→ Aim of the task: Copy the listing from the line containing "distant shoreline, include partially occluded." up to and including the line containing "[[0, 0, 400, 138]]", requests and all, and scale every bounding-box coordinate in the answers by 0.25, rounding to whole numbers with halves rounded up. Leave the numbers in the requests and their format samples unchanged.
--- START Supplied records ---
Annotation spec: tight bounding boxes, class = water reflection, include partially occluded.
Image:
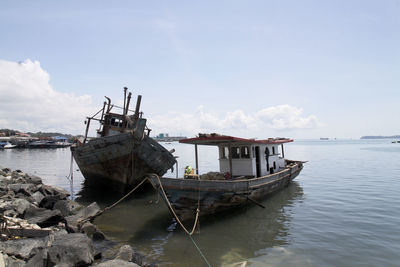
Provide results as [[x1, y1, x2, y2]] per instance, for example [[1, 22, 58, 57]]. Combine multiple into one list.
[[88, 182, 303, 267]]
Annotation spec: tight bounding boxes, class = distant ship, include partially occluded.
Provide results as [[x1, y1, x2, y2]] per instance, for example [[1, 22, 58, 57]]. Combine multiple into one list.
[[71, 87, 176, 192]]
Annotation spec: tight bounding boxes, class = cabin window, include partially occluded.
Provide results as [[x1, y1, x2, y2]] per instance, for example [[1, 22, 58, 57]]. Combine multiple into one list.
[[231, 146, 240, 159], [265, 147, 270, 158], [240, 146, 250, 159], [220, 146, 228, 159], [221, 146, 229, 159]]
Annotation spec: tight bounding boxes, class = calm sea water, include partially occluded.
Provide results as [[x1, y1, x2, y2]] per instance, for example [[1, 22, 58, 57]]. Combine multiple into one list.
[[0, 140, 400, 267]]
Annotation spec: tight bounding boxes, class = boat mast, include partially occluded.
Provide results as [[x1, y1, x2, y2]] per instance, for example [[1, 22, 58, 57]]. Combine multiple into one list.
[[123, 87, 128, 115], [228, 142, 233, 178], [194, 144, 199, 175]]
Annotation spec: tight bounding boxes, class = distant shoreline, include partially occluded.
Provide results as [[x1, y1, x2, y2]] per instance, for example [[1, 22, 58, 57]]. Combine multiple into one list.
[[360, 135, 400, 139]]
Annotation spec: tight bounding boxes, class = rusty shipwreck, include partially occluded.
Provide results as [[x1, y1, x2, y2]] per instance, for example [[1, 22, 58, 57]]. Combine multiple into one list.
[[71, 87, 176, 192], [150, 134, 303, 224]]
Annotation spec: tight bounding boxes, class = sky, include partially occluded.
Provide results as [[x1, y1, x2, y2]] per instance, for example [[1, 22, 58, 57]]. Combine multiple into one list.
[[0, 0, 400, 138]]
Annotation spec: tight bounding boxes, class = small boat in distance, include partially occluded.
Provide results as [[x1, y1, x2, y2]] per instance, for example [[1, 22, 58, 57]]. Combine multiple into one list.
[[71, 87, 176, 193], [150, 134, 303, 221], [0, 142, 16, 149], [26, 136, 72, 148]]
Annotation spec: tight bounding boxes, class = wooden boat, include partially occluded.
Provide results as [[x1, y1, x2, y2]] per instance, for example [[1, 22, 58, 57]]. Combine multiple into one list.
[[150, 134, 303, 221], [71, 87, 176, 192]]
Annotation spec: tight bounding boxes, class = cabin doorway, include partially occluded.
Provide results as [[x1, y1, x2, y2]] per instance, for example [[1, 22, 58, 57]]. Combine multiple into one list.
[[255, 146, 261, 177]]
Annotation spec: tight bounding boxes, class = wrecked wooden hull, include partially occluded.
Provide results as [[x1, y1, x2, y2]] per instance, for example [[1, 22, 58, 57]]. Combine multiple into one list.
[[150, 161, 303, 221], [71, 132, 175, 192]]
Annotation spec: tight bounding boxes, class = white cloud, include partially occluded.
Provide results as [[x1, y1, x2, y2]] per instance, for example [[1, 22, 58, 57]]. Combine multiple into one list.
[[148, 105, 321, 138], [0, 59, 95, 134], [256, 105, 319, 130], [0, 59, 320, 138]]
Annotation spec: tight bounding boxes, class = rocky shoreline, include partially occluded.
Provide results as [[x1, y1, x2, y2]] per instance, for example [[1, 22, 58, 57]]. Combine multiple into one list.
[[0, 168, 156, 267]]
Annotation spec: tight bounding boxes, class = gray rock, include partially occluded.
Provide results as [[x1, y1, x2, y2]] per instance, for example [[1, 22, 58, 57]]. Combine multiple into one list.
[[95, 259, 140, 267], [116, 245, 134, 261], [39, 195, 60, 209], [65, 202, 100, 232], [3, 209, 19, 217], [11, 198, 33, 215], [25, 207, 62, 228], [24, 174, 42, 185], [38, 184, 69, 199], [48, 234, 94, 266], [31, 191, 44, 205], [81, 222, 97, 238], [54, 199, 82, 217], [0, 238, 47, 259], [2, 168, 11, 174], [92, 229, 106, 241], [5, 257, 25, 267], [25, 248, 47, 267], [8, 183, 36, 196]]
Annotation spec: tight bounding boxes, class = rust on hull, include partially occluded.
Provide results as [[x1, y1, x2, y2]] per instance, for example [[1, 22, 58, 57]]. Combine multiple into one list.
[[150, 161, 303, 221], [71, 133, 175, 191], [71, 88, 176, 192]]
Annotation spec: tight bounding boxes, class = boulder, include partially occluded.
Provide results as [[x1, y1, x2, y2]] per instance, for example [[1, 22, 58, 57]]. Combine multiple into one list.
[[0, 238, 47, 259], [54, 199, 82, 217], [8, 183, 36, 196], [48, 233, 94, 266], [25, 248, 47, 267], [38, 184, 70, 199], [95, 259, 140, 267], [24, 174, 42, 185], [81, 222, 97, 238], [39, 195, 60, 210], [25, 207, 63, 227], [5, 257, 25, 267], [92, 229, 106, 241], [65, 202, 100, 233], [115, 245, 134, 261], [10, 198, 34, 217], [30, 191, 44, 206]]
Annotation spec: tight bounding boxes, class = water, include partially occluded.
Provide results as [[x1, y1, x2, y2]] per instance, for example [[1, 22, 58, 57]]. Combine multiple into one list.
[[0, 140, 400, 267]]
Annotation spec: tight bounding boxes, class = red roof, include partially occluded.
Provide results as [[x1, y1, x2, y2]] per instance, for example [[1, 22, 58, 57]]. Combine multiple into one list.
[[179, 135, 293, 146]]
--- END Supplied records ---
→ The result:
Annotation spec: tight bounding boxes, class = distant shoreline, include partially occluded.
Provide results as [[x1, y1, x2, y2]] per instance, for example [[1, 22, 58, 57]]. Combine multiple into one list.
[[90, 34, 100, 35]]
Annotation spec: tight bounding boxes, class = rusty shipwreck, include partially occluded.
Provide results as [[x1, y1, x2, y2]] per instance, for example [[1, 22, 58, 57]]. Combine multiple into one list.
[[18, 22, 44, 48], [38, 34, 76, 56]]
Annotation spec: tight bounding boxes, class = sky, include partially occluded.
Provide results as [[x1, y1, x2, y2]] per instance, for example [[1, 22, 58, 57]]. Combine multiple into one list.
[[0, 0, 100, 35]]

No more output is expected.